- Born: October 6, 1873 Jersey City, New Jersey, U.S.
- Died: January 5, 1912 (aged 38) Dayton, Ohio, U.S.
- Place of burial: Dayton National Cemetery, Dayton, Ohio
- Allegiance: United States of America
- Branch: United States Marine Corps
- Service years: 1896–1905
- Rank: Private
- Unit: USS Nashville (PG-7)
- Conflicts: Spanish–American War
- Awards: Medal of Honor

= Oscar Wadsworth Field =

Oscar Wadsworth Field (October 6, 1873 – January 5, 1912) was a private serving in the United States Marine Corps during the Spanish–American War who received the Medal of Honor for bravery.

==Biography==
Field was born on October 6, 1873, in Jersey City, New Jersey. He joined the Marine Corps from Brooklyn in August 1896, and was honorably discharged in November 1905.

DATA:
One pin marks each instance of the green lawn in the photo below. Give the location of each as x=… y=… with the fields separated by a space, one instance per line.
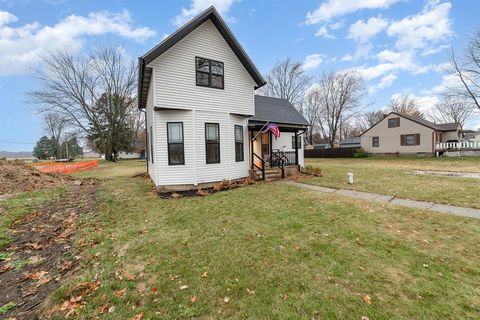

WRITTEN INSTRUCTION 1: Restate the Oscar Wadsworth Field biography, beginning at the words "- Born: October" and stopping after "Honor for bravery.", with "Medal of Honor" swapped for "Navy Cross".
WRITTEN INSTRUCTION 2:
Answer these questions from the Oscar Wadsworth Field biography:
(a) In which cemetery is Field buried?
(b) From where did Field join the Marine Corps?
(c) What unit did Field serve in?
WRITTEN INSTRUCTION 3: Continue the Oscar Wadsworth Field biography from its last sentence.

EXERCISE RESPONSE 1:
- Born: October 6, 1873 Jersey City, New Jersey, U.S.
- Died: January 5, 1912 (aged 38) Dayton, Ohio, U.S.
- Place of burial: Dayton National Cemetery, Dayton, Ohio
- Allegiance: United States of America
- Branch: United States Marine Corps
- Service years: 1896–1905
- Rank: Private
- Unit: USS Nashville (PG-7)
- Conflicts: Spanish–American War
- Awards: Navy Cross

= Oscar Wadsworth Field =

Oscar Wadsworth Field (October 6, 1873 – January 5, 1912) was a private serving in the United States Marine Corps during the Spanish–American War who received the Navy Cross for bravery.

EXERCISE RESPONSE 2:
(a) Dayton National Cemetery, Dayton, Ohio
(b) Brooklyn
(c) USS Nashville (PG-7)

EXERCISE RESPONSE 3:
Field died on January 5, 1912, was buried at Dayton National Cemetery in Dayton, Ohio. His grave can be found in section Q, row A, grave 9.

==Medal of Honor citation==
Rank and organization: Private, U.S. Marine Corps. Born: 6 October 1873, Jersey City, N.J. Accredited to: New York. G.O. No.: 521, 7 July 1899.

Citation:

On board the U.S.S. Nashville during the operation of cutting the cable leading from Cienfuegos, Cuba, 11 May 1898. Facing the heavy fire of the enemy, Field set an example of extraordinary bravery and coolness throughout this action.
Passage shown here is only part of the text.